■ Document passage:
- - -

Commentary: Slowdown cometh?
As far as cycles go, this is not a particularly lengthy one. It has only been three years since Western economies began their process of normalisation after the 2020/21 pandemic. For Asia, the period since the end of the pandemic is even shorter. But markets are becoming concerned that a cyclical slowdown could be around the corner. This is particularly the case for the world’s largest economy.
Recent US data flow is not exactly alarming, but there are several corners of incipient weakness. The labour market (unemployment has risen to 4.3%; it was 3.7% at the beginning of the year), retail sales (less than 2%yoy growth through 1H24), and PMI (see chart of the week) are now softening without much ambiguity. The plethora of such data was compounded by the latest nonfarm payroll data late last week, which made the markets particularly nervous. The clearest reflection of that was the volatility marker VIX, which ended the week with the highest reading since March 2023. The fixed income market, meanwhile, has seen 84bps of steepening at the long end (10-yr) since May.

- - -

■ What this task involves: Continue the commentary on a possible economic slowdown, picking up after its last sentence about the steepening at the long end of the fixed income market.

- - -

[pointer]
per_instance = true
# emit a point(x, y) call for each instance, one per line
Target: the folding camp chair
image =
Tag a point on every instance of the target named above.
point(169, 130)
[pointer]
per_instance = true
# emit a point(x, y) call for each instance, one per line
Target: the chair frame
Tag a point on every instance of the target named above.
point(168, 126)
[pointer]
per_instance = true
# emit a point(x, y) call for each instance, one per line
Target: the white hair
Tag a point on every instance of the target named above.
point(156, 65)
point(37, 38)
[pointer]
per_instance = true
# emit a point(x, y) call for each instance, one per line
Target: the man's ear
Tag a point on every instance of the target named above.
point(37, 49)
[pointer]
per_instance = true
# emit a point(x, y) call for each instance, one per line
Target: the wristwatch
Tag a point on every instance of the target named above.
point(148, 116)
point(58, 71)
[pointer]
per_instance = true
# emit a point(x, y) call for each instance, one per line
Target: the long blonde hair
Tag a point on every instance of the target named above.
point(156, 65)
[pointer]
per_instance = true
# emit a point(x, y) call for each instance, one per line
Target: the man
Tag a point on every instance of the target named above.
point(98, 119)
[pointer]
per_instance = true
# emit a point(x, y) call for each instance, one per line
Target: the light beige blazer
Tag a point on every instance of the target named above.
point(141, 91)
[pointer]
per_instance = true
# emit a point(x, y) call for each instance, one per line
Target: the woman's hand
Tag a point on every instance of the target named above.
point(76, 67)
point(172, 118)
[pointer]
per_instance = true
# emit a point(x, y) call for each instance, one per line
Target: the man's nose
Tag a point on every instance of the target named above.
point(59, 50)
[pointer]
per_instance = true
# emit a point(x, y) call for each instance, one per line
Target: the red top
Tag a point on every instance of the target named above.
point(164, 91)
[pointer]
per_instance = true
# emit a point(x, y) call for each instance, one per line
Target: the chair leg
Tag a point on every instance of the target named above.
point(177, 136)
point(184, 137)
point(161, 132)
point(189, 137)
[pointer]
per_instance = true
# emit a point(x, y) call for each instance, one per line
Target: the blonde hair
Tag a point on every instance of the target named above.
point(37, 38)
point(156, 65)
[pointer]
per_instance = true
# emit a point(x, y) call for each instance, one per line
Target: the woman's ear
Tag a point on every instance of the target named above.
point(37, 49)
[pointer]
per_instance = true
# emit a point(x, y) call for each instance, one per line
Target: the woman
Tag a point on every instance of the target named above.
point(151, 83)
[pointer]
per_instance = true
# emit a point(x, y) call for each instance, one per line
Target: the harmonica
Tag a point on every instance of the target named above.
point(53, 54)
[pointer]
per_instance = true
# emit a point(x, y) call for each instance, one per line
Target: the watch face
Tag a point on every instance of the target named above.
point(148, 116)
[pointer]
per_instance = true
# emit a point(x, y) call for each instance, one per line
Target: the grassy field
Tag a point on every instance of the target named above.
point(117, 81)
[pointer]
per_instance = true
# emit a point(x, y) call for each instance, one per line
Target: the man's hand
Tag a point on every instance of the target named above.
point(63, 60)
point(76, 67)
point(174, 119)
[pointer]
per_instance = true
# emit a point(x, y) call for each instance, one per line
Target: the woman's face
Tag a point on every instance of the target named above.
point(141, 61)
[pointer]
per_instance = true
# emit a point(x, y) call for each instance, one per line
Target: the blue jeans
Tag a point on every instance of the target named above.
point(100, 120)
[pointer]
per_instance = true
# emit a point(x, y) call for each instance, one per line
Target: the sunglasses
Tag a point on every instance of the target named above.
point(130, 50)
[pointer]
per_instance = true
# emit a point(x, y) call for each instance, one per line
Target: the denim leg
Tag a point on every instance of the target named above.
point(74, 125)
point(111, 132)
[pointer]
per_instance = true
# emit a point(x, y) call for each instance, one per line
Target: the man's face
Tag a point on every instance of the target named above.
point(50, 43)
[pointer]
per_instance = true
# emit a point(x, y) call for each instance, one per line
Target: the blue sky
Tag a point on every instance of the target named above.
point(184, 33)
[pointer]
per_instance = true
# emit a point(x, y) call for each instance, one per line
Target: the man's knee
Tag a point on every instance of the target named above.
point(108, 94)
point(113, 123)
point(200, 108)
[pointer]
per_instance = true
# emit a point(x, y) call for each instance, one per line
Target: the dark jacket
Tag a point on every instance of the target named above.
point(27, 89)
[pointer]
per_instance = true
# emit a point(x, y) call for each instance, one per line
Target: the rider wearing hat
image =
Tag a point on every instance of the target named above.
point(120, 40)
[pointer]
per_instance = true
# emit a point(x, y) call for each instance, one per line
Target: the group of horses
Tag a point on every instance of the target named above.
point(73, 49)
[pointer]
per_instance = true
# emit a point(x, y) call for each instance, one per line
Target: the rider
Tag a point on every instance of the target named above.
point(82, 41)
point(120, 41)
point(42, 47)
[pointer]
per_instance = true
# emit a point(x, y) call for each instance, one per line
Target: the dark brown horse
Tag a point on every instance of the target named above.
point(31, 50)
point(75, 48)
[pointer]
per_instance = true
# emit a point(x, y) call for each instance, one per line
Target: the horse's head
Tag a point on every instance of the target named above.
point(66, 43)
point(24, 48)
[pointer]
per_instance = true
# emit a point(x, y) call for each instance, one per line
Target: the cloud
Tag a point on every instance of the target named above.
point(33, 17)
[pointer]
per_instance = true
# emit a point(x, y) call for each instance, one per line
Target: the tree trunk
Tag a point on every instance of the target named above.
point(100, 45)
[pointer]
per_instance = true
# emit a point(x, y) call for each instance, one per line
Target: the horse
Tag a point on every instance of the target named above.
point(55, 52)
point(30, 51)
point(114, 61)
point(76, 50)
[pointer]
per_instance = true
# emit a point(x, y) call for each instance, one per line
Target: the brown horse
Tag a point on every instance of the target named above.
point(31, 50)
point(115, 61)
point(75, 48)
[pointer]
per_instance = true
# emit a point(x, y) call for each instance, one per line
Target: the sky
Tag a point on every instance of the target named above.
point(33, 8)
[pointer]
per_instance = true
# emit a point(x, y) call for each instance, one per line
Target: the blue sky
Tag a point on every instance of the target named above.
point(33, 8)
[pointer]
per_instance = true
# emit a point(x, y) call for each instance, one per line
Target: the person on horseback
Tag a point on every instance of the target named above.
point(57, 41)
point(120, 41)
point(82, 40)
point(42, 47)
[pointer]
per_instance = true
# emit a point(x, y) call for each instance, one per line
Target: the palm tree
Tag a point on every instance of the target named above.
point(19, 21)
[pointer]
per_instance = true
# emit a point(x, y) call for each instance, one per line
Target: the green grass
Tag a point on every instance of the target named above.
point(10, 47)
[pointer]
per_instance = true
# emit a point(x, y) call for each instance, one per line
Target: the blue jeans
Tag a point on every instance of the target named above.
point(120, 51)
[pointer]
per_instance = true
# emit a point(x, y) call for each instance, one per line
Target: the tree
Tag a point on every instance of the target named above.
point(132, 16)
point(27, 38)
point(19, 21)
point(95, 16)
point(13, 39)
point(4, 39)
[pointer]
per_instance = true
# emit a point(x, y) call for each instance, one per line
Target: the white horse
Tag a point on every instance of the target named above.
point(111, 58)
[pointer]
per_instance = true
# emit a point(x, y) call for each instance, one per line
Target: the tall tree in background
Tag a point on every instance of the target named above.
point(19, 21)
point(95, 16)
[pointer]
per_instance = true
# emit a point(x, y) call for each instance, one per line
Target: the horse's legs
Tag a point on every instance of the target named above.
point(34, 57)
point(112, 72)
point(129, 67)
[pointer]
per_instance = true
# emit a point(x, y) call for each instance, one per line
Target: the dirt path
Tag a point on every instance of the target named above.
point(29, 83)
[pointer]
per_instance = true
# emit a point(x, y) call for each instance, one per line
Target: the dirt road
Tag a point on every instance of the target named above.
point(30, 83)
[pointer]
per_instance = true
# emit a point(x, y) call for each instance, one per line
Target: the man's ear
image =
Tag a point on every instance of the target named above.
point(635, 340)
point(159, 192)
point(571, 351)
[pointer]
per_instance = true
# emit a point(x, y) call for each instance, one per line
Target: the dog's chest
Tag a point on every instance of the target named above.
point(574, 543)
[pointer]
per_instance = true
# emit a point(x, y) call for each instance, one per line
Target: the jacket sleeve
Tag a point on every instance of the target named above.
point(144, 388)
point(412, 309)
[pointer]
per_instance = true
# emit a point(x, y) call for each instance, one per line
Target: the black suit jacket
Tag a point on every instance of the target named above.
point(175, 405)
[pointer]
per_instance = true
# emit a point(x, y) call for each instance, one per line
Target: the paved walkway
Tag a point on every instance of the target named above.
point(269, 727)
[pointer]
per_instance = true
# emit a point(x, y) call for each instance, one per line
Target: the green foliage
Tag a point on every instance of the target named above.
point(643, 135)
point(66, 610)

- - -

■ Reply to the task:
Rate cut expectations typically buoy the equity markets, but that has not been the case lately for two reasons. First, the markets have been in frothy territory for a while, with the S&P500’s yield gap (treasury yield minus dividends) at comparable levels to the pre-GFC period. Those with substantial capital gains would be trigger-happy to sell at this juncture. Second, an anxiety permeating through the market is that the Federal Reserve, waiting till September to cut for the first time, may turn out to be too late to ensure a soft landing. As a result, we are witnessing the juxtaposition of fixed income rally and equity correction.
It is crucial to maintain perspective. 2Q US GDP surprised on the upside just a few days ago. Rising unemployment rate is largely a function of an expansion of the labour force, with many Americans returning to the work force. Looking at Asia’s data, July has the making of a good month, with South Korea and Vietnam’s exports up comfortably, in double-digit terms, year-on-year. We are therefore not joining the herd in pricing in 75, or even 100, bps in rate cuts. 50bps would be adequate, in our view.